*What to do*
Pick out every line in the data below that contains the string "pendant", and copy each one in full.

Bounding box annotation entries
......

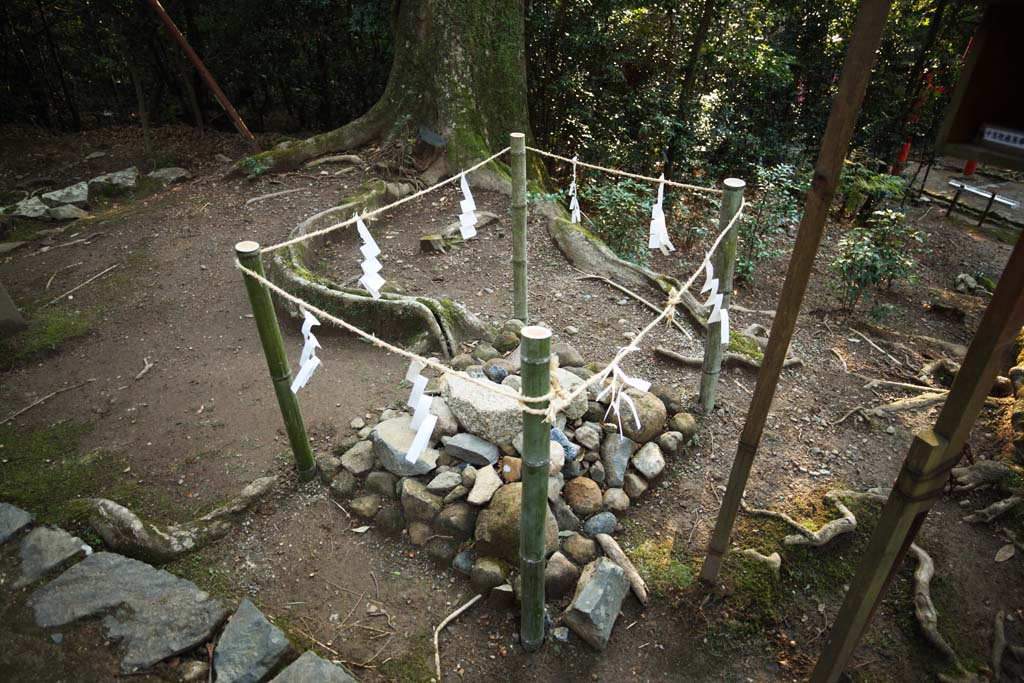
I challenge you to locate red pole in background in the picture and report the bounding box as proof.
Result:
[148,0,260,152]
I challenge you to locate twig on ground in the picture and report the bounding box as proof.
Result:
[0,378,96,425]
[573,268,693,339]
[40,263,121,308]
[434,593,483,683]
[135,358,156,380]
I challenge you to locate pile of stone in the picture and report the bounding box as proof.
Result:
[0,166,191,220]
[318,322,696,649]
[0,502,357,683]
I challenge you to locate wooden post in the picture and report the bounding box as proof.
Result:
[700,0,893,584]
[519,326,551,652]
[234,241,316,481]
[147,0,260,152]
[811,232,1024,683]
[509,133,528,325]
[697,178,746,415]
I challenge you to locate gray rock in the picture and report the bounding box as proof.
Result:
[583,512,617,538]
[466,465,502,505]
[623,472,647,501]
[0,503,32,545]
[270,650,359,683]
[330,470,356,503]
[13,526,92,588]
[601,434,637,487]
[603,488,630,515]
[469,557,509,593]
[575,425,601,451]
[655,432,686,456]
[444,432,498,467]
[89,166,138,196]
[551,342,587,368]
[7,197,50,218]
[544,552,580,599]
[427,470,462,497]
[430,396,459,441]
[562,533,597,565]
[433,503,476,541]
[370,415,440,477]
[367,470,398,501]
[348,494,381,520]
[669,413,697,441]
[46,204,89,220]
[551,498,580,531]
[474,481,558,562]
[341,441,377,477]
[39,180,89,209]
[443,375,522,443]
[562,557,630,650]
[29,553,227,673]
[555,368,587,420]
[444,484,469,505]
[633,442,665,481]
[213,600,288,683]
[400,479,441,524]
[452,550,476,577]
[146,166,193,185]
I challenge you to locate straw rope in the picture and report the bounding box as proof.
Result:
[234,197,746,424]
[259,147,511,254]
[526,146,722,195]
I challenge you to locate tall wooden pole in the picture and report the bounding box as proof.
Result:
[519,326,551,652]
[697,178,746,415]
[234,241,316,481]
[700,0,893,584]
[509,133,528,325]
[144,0,260,152]
[811,236,1024,683]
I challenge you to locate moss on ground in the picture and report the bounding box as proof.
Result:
[0,307,99,370]
[0,421,180,541]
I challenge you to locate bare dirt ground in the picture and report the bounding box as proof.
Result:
[0,128,1024,683]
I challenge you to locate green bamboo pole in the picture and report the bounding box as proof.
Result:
[811,231,1024,683]
[698,178,746,415]
[519,326,551,652]
[509,133,528,325]
[234,241,316,481]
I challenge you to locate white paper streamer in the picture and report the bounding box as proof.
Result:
[597,346,650,439]
[352,214,387,299]
[647,173,676,254]
[292,308,322,393]
[700,260,729,345]
[459,173,476,240]
[569,157,580,223]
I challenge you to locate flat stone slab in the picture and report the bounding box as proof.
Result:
[213,600,288,683]
[13,526,92,588]
[29,553,227,673]
[270,651,359,683]
[0,503,32,545]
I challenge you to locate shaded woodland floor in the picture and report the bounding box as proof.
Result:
[0,128,1024,682]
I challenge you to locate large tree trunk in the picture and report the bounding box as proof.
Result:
[237,0,529,174]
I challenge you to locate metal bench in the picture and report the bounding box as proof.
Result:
[946,180,1021,227]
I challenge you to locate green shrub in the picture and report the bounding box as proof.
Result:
[831,210,925,311]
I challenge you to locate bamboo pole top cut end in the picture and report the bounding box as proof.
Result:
[234,240,259,256]
[519,325,551,341]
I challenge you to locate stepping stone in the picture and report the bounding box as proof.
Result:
[13,526,92,588]
[29,553,227,674]
[213,600,288,683]
[270,651,359,683]
[0,503,32,545]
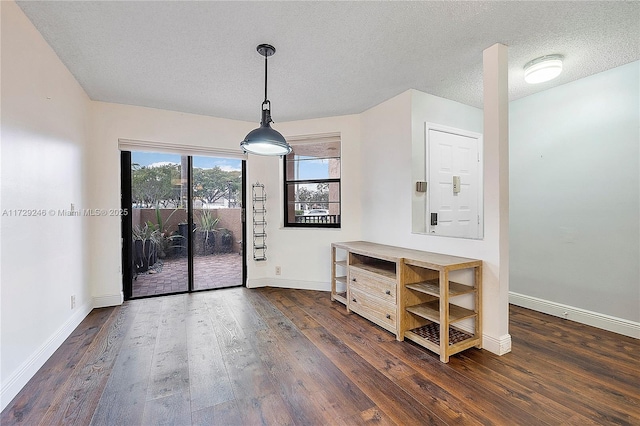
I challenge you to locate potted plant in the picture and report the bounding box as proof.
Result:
[220,228,233,253]
[131,223,161,273]
[196,210,219,256]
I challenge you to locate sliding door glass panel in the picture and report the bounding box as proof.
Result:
[192,157,243,290]
[131,151,190,297]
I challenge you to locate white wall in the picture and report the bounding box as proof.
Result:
[0,1,92,408]
[510,58,640,328]
[362,90,510,352]
[247,115,366,290]
[88,102,255,306]
[88,102,361,306]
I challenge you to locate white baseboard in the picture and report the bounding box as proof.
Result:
[509,292,640,339]
[482,334,511,356]
[0,302,93,410]
[93,292,124,308]
[247,278,331,291]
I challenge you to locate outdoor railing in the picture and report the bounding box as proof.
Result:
[296,214,340,223]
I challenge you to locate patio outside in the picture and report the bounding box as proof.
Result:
[131,152,244,297]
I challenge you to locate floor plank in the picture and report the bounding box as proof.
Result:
[0,288,640,426]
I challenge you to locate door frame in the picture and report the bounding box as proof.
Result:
[120,148,247,300]
[424,122,484,240]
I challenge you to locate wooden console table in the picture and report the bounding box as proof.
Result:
[331,241,482,362]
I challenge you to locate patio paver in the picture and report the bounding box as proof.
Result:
[133,253,243,297]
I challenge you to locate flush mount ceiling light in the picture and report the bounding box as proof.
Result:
[240,44,291,156]
[524,55,563,84]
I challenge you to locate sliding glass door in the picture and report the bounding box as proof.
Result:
[121,151,244,299]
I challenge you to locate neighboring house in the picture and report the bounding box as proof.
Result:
[1,2,640,408]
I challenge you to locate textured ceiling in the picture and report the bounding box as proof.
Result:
[18,1,640,122]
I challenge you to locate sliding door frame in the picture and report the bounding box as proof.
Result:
[120,150,247,300]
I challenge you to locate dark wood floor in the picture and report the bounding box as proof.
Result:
[1,288,640,425]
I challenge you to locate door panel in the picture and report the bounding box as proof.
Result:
[121,151,246,299]
[427,128,480,238]
[192,156,243,290]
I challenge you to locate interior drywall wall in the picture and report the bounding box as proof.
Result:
[510,62,640,322]
[361,90,510,353]
[247,115,365,297]
[88,102,255,305]
[0,1,92,408]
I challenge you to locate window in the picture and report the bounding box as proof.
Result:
[284,135,340,228]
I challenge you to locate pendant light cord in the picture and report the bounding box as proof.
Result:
[264,55,268,102]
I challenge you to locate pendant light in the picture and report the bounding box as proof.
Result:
[240,44,291,156]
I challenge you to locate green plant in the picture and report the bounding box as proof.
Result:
[196,210,220,254]
[196,210,220,232]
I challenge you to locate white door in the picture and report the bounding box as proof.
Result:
[426,126,482,238]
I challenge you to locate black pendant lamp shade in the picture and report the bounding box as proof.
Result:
[240,44,291,156]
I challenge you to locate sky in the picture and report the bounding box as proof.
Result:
[131,151,242,172]
[131,151,336,179]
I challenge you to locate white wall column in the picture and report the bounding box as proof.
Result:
[483,44,511,355]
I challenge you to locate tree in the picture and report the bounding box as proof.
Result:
[131,164,180,207]
[193,166,242,204]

......

*Expected output*
I challenge you to locate pendant light cord in the picture and report the bounding box as proof.
I challenge you to locate pendant light in the picture and report the bounding box as proof.
I challenge you to locate black pendant lamp shade in the picture and report the bounding box as proof.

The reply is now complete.